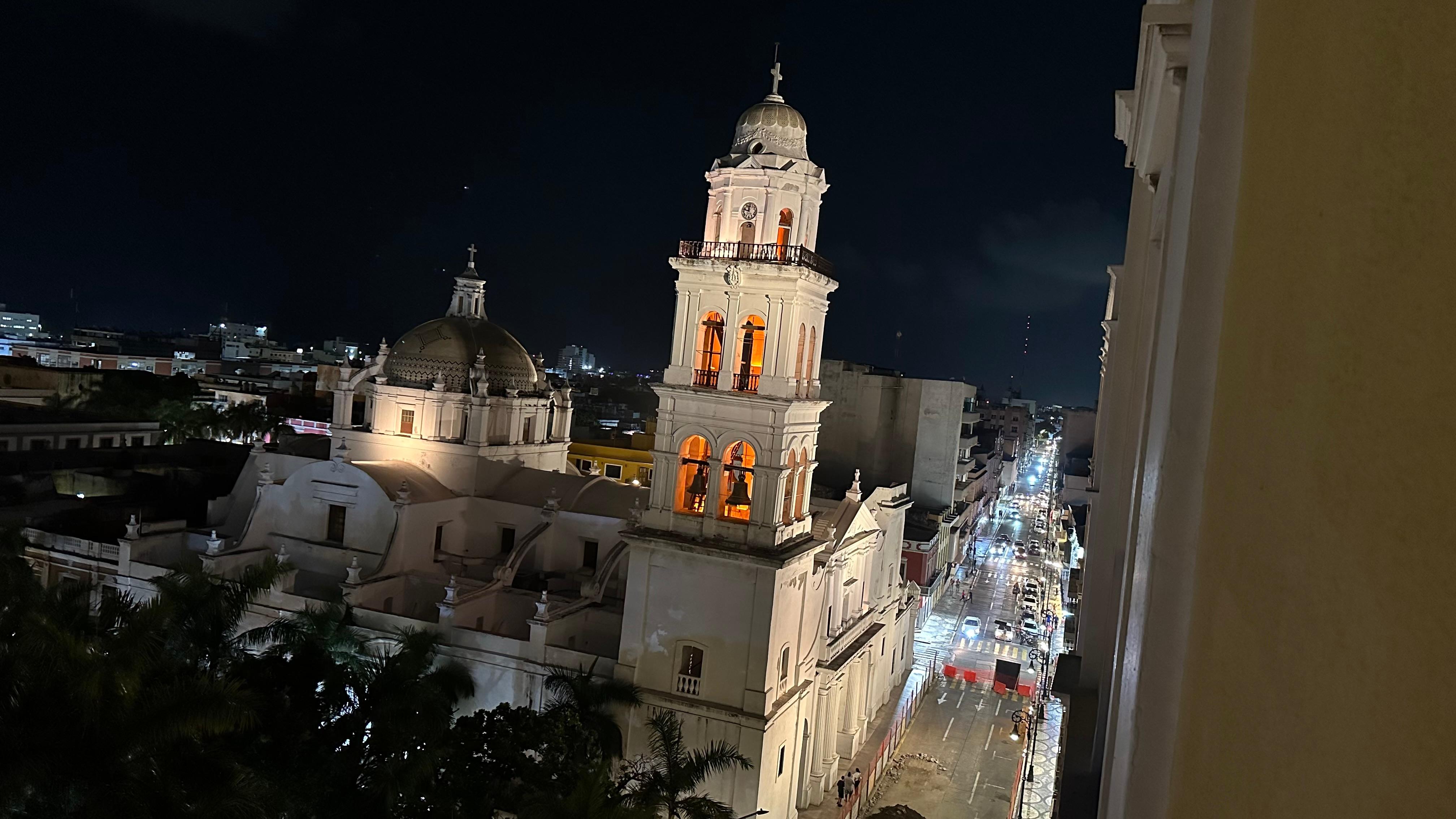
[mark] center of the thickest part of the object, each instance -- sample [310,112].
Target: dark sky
[320,167]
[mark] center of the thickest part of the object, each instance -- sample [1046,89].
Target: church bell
[739,496]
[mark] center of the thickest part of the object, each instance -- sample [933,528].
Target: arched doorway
[737,481]
[750,355]
[691,493]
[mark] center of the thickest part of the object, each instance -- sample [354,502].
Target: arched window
[803,478]
[736,490]
[692,476]
[750,356]
[788,486]
[798,359]
[785,225]
[809,363]
[710,352]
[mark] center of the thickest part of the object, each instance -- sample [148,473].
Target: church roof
[447,347]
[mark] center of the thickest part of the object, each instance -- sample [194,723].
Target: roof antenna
[777,75]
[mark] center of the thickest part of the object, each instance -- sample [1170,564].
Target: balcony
[742,251]
[746,382]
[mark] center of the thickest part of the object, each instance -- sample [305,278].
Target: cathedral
[758,610]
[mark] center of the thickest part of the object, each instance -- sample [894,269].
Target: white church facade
[727,592]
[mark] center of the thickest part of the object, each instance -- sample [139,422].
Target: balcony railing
[748,253]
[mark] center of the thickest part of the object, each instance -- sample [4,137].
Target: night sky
[321,167]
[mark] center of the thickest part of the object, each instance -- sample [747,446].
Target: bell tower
[739,406]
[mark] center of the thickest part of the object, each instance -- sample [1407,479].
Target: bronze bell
[698,487]
[739,496]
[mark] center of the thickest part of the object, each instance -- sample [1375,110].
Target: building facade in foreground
[725,591]
[1289,263]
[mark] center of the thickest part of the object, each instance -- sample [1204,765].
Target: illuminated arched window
[803,478]
[692,476]
[790,474]
[736,492]
[750,356]
[710,350]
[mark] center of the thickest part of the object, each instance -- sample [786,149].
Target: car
[972,627]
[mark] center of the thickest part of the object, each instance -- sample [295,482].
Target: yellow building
[627,460]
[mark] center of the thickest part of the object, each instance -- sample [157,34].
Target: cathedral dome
[772,127]
[447,347]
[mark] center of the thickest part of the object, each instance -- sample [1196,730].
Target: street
[967,728]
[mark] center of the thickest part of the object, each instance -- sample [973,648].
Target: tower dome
[447,347]
[772,127]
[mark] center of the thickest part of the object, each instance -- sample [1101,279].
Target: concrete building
[20,325]
[1288,266]
[574,359]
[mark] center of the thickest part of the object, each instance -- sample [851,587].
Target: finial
[777,75]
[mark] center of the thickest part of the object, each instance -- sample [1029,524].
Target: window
[737,483]
[710,352]
[750,355]
[788,487]
[337,524]
[691,671]
[692,476]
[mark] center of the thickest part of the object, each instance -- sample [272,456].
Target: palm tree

= = = = =

WHAT TO PRODUCE
Return all of the entries exactly as written, but drop any pictures they hold.

PROBLEM SOLUTION
[mark] center of the thickest part of the object, each instance -- sample [310,112].
Target: dark sky
[320,167]
[mark] center of the thickest part of the object, each instance -- sample [1046,89].
Target: church bell
[739,496]
[mark] center of the thickest part of the object, each instance -- sample [933,528].
Target: arched doorway
[737,481]
[750,355]
[691,493]
[mark] center of the thickest part of the object, each instance -- sample [354,502].
Target: arched window
[803,478]
[736,490]
[692,476]
[750,356]
[788,486]
[798,359]
[785,225]
[809,363]
[710,352]
[mark] center of the thickest part of the object, each instance -- sample [148,473].
Target: church roof
[447,347]
[mark] center of the thickest part of the object, each instance -- sample [194,723].
Target: roof antenna
[777,75]
[mark] center of the thickest part of the object, each instance -- sample [1170,564].
Target: balcony
[742,251]
[746,382]
[mark] center of the thickest part of the object, each instance -- sample [305,278].
Target: cathedral
[758,610]
[mark] center of the thickest part of the object, each instance -- sample [894,269].
Target: white church facade
[727,592]
[mark] center of the thickest part of the object, each instance -- sample [139,422].
Target: balcony railing
[748,253]
[mark] center of the thickest part of the object, each instance -- sample [4,137].
Target: night sky
[321,167]
[mark] center of the thickest part of the object, each instance -- sample [747,446].
Target: bell tower
[739,406]
[mark] center of the thickest part of the object, each instance -- sample [1407,479].
Target: bronze bell
[698,487]
[739,496]
[mark] center of the thickest part of the object, each instance -- sample [1375,110].
Target: building facade in foreground
[725,591]
[1289,263]
[mark] center of the thickest part of the object, each instance -- sample [1204,765].
Target: illuminated arched window
[803,478]
[692,476]
[790,474]
[736,492]
[750,356]
[710,350]
[mark] center of the thickest part of the object, each instance -- sample [786,149].
Target: car
[972,627]
[mark] center of the thickest part of the object, each instance -- sample [295,482].
Target: yellow building
[627,460]
[mark] center of the thickest part of the object, each instance -- sample [157,34].
Target: cathedral dome
[772,127]
[447,347]
[mark] center of the thickest part of the object, each instance -- sample [1196,730].
Target: street
[967,728]
[mark] center of the thickest part of the object, each instance -- sample [973,648].
Target: tower dome
[447,347]
[772,127]
[mark] center of the thickest part of the object, each instance -- sample [1101,279].
Target: concrete building
[20,325]
[1288,266]
[574,359]
[mark] center of the thickest part of the object, each instance -- sample [851,587].
Target: finial
[777,75]
[mark] center of the thickest part of the object, each instance -- sample [1029,524].
Target: window
[737,483]
[710,352]
[750,355]
[788,487]
[337,524]
[691,671]
[692,476]
[mark] center of the thickest part of the object, each instance -- sample [272,456].
Target: palm tree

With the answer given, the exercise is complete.